EXERCISE DIRECTIONS:
Return every line of the position identification records below that contains the word "orange".

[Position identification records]
____

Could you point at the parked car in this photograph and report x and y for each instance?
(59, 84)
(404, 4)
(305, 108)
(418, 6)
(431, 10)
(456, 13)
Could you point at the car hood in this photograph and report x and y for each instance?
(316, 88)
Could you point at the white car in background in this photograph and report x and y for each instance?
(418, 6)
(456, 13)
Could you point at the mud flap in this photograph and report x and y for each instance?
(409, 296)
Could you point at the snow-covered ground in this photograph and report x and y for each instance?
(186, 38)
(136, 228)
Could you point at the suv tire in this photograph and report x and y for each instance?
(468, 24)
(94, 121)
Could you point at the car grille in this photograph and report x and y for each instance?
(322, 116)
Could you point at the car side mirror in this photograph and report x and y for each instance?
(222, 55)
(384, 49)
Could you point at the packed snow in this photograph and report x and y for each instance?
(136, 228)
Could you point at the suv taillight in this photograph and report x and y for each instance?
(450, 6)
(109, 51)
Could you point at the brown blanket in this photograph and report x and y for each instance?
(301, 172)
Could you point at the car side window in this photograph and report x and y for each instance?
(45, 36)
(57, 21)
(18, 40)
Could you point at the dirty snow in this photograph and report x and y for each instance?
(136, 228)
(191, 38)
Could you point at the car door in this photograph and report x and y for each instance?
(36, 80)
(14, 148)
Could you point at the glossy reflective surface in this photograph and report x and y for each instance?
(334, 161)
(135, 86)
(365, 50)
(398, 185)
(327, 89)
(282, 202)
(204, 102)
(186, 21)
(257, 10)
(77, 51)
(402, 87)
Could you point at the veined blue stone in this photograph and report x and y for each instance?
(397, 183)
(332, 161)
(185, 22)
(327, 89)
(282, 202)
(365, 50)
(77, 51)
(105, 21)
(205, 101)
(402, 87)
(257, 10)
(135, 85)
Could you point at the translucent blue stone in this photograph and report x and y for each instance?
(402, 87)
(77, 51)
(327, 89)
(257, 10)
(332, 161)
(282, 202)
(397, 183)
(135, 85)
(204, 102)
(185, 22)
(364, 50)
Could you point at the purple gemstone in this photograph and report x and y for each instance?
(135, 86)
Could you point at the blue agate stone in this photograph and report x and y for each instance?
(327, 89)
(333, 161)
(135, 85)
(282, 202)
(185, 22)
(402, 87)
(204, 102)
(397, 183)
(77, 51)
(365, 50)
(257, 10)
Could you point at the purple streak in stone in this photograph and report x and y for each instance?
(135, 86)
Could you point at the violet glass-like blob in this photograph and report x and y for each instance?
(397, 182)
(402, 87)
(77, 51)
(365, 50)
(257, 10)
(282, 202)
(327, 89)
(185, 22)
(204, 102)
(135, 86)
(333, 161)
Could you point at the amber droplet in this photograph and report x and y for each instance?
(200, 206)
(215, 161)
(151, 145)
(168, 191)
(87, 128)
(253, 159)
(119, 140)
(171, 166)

____

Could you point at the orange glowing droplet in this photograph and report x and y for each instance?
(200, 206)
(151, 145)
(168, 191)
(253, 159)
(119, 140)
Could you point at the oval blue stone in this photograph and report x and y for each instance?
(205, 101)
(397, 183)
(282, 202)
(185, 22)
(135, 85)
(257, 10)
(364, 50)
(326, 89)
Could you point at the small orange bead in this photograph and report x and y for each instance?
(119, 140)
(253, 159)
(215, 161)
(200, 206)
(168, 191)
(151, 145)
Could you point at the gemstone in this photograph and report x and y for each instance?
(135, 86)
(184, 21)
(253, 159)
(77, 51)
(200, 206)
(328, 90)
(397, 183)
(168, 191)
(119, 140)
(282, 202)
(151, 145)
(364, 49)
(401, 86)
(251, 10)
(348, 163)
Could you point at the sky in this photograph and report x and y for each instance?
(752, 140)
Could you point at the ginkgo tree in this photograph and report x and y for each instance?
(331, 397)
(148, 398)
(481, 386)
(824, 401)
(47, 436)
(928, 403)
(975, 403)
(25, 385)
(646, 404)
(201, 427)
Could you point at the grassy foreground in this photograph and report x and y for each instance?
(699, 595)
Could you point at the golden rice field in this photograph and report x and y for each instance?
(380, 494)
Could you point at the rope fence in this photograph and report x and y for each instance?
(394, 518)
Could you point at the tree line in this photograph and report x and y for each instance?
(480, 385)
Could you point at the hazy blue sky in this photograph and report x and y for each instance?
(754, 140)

____

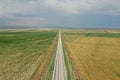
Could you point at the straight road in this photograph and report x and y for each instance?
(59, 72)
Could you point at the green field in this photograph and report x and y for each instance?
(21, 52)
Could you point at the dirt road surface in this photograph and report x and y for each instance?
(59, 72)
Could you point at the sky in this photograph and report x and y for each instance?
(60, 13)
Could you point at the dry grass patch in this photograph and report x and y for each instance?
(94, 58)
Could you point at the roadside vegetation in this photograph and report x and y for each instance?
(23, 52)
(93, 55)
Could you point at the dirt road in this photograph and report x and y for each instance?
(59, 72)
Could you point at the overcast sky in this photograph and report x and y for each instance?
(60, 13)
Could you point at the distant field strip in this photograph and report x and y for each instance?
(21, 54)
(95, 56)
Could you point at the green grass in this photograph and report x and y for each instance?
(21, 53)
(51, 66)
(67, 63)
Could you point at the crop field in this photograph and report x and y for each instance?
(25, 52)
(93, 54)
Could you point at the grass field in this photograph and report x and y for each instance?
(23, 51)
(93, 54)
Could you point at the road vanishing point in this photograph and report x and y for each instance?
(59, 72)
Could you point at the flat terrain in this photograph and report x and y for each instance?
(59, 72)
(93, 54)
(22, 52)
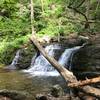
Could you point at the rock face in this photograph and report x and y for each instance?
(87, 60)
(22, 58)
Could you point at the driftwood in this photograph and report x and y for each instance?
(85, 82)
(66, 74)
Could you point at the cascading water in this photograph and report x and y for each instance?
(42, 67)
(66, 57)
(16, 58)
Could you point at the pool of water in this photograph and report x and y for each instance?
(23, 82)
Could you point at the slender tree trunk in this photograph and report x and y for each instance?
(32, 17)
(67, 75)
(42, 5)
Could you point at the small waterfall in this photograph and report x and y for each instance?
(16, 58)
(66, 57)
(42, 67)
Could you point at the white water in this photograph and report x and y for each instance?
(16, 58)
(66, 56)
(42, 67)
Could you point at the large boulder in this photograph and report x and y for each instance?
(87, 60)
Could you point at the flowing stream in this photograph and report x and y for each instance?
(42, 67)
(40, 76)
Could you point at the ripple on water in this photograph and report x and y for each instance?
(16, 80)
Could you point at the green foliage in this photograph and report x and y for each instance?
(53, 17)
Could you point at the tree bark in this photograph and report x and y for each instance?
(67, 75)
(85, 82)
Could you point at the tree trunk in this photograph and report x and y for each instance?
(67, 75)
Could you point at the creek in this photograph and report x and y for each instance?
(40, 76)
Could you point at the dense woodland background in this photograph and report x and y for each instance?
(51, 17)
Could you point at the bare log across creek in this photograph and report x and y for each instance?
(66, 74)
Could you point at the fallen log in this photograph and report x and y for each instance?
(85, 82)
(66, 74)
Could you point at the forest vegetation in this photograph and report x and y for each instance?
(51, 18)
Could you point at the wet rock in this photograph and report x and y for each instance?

____

RESULT FOR THIS EXERCISE:
Could you point at the orange glowing droplet in this photograph and report x and y for each instance?
Could you point at the small orange bead in this photograph and report x and y for each instance?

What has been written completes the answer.